Recorded data:
:::::

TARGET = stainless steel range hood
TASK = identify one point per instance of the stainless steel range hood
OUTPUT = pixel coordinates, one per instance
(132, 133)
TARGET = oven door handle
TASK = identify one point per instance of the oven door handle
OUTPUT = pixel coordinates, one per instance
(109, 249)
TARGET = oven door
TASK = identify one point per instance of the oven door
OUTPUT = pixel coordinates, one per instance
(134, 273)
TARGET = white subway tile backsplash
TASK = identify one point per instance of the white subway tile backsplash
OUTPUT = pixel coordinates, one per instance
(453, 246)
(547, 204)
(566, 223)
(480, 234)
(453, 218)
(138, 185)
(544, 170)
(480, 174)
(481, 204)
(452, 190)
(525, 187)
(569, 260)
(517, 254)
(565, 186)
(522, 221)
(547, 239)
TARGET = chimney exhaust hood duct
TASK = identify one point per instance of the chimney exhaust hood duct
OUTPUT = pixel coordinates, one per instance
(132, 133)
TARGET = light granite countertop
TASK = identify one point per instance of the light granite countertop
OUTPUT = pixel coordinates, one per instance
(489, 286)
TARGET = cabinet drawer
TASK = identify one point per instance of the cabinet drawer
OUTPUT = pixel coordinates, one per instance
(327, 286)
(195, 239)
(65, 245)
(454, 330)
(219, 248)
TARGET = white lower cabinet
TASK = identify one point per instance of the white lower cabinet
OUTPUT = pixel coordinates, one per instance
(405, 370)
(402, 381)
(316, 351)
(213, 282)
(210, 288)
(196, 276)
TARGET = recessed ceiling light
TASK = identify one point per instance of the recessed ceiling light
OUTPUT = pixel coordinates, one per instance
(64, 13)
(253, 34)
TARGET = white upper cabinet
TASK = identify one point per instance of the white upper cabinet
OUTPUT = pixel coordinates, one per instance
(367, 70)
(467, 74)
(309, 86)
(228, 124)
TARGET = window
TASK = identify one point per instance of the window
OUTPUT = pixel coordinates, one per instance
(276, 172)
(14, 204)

:::::

## TASK DESCRIPTION:
Reproduce all the items above, swapping every occurrence of "granite" for "quartz" and keeping everything else the same.

## RESPONSE:
TARGET = stainless steel range hood
TASK = identify one point per instance of the stainless steel range hood
OUTPUT = pixel coordinates, one per instance
(132, 133)
TARGET = oven door handle
TASK = identify one point per instance of the oven door handle
OUTPUT = pixel coordinates, one per instance
(109, 249)
TARGET = oven door
TASK = identify one point per instance of the oven door
OUTPUT = pixel coordinates, one per instance
(134, 273)
TARGET = white subway tile backsplash
TASK = identify one point per instance of the white subway tile backsplash
OUTPUT = pixel coordinates, one per instance
(453, 246)
(547, 204)
(566, 223)
(480, 234)
(453, 218)
(138, 185)
(544, 170)
(480, 174)
(481, 204)
(452, 190)
(525, 187)
(569, 260)
(517, 254)
(565, 186)
(522, 221)
(547, 239)
TARGET = chimney exhaust hood duct
TASK = identify one point per instance of the chimney exhaust hood duct
OUTPUT = pixel coordinates, one per instance
(132, 133)
TARGET = light quartz countertop
TASK = identify one point per instance of the light quartz countertop
OUTPUT = pixel coordinates, one per instance
(489, 286)
TARGET = cabinet drawer
TASK = identify one point per instance of the cabinet drawer
OUTPUT = pixel coordinates, one per instance
(327, 286)
(195, 239)
(65, 245)
(454, 330)
(219, 248)
TARGET = white lower cabinet
TASK = identify one point per instance of the white lower cabinet
OUTPUT = pixel coordinates, one per instance
(405, 370)
(402, 381)
(316, 351)
(213, 282)
(210, 288)
(196, 276)
TARGET = recessed ceiling light
TASK = identify one point per instance of the recessed ceiling light
OUTPUT = pixel coordinates, one per instance
(64, 13)
(253, 34)
TARGET = white upper cabinet
TASK = identify one point per instance of the white upper cabinet
OUTPUT = pixel coordinates, one per instance
(367, 70)
(467, 74)
(309, 86)
(228, 124)
TARGET = window
TASK = identify one point per instance of the window
OUTPUT = pixel coordinates, one per instance
(276, 172)
(14, 204)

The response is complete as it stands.